DATA SHOWN

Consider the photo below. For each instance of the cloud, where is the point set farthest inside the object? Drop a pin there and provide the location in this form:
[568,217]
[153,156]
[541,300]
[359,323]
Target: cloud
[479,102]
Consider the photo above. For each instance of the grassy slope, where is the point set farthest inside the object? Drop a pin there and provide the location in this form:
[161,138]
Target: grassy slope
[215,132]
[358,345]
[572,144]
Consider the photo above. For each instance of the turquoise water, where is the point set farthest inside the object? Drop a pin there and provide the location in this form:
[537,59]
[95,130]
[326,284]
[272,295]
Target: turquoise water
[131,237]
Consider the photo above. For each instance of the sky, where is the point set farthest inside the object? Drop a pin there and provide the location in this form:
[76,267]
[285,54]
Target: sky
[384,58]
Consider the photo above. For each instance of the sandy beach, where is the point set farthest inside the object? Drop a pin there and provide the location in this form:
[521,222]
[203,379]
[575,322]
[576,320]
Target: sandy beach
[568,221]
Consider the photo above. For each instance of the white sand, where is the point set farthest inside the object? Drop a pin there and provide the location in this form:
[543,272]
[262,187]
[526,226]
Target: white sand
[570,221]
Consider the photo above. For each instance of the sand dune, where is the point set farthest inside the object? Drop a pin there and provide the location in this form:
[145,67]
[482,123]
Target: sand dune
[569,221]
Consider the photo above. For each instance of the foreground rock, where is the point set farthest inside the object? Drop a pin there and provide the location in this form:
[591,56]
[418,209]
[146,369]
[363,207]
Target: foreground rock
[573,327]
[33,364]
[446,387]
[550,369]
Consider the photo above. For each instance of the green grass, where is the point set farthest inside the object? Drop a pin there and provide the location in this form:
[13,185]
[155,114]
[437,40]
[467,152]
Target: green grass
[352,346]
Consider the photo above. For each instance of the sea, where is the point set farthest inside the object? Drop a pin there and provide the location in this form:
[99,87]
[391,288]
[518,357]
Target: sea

INSTRUCTIONS FOR THE TASK
Each line from the one containing "Target: green grass" through the last line of the entries above is to be returned exactly, and no others.

RESULT OF THE TASK
Target: green grass
[352,346]
Consider the photo above. For each instance of the sea, where is the point set farthest inside the object? Drop a pin there and provide the location in this form:
[99,87]
[391,288]
[518,357]
Target: sea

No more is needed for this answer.